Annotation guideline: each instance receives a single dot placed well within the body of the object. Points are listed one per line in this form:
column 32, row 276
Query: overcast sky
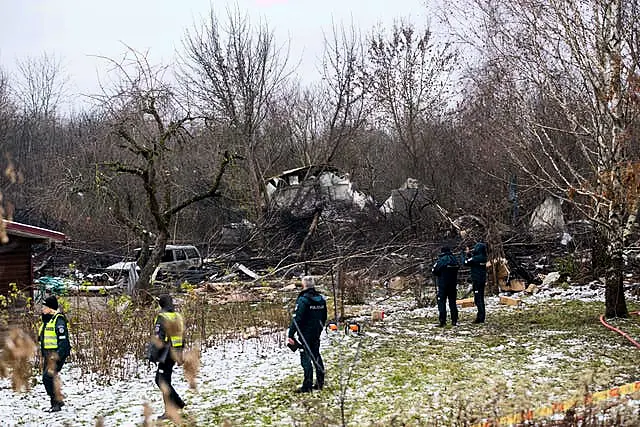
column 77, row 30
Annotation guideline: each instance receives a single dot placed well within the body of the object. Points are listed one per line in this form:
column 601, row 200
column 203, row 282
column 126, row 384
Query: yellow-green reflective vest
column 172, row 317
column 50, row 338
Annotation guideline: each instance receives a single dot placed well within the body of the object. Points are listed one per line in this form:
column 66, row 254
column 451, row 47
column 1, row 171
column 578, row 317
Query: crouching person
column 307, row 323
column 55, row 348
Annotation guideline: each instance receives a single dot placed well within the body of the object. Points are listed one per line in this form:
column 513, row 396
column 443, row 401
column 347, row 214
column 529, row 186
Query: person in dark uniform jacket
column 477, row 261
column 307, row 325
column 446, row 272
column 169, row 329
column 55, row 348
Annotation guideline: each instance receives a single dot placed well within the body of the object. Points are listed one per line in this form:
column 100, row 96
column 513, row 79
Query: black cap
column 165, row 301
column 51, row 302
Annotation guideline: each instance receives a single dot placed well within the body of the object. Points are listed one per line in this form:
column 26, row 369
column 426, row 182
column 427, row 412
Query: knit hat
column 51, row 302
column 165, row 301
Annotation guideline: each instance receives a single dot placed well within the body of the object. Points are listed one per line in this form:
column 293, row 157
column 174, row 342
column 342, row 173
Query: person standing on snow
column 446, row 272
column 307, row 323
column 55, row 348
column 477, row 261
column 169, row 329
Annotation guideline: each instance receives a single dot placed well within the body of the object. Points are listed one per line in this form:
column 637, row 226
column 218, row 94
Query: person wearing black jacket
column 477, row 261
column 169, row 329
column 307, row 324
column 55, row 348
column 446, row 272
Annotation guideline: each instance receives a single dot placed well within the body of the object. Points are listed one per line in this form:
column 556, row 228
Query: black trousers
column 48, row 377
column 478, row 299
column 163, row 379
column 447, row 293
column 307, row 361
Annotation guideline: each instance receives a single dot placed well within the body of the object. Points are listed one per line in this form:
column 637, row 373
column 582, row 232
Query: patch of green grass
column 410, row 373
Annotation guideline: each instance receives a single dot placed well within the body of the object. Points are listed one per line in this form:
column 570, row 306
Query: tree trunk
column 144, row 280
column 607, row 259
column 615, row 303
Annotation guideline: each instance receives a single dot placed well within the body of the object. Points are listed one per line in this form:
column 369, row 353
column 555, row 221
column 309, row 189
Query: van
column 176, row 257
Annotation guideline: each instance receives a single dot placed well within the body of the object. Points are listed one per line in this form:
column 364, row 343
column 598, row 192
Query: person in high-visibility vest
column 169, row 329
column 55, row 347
...
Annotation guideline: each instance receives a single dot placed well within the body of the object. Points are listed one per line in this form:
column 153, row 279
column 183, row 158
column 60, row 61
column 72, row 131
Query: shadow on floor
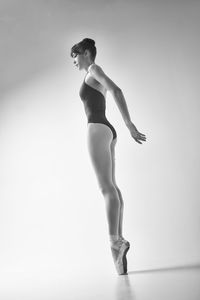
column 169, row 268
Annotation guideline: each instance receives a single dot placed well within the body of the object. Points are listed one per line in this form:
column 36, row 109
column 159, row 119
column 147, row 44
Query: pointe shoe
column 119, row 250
* * *
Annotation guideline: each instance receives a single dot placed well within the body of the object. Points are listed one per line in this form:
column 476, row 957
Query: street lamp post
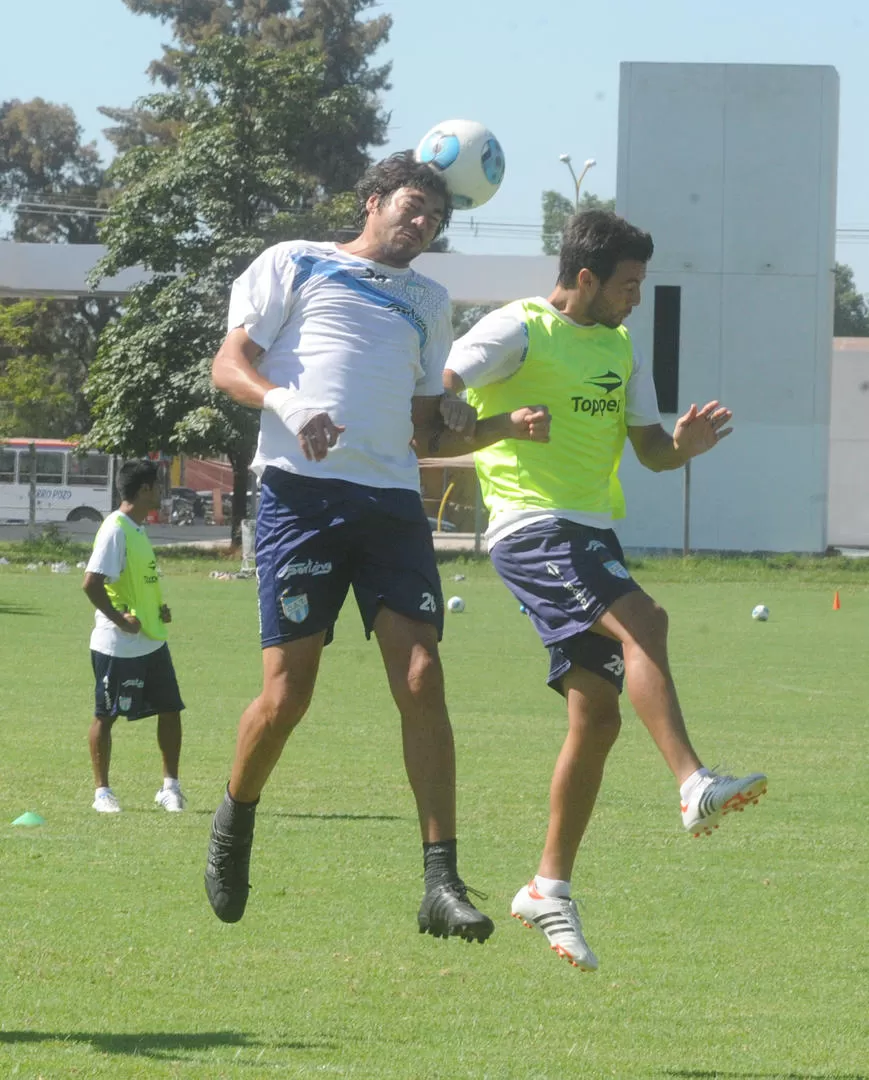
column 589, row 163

■ WHAT THE TASK REQUIRES: From the data above, pull out every line that contains the word "green", matching its case exactly.

■ RESPONSE BELOW:
Query: yellow-green reflective vest
Query: patch of green grass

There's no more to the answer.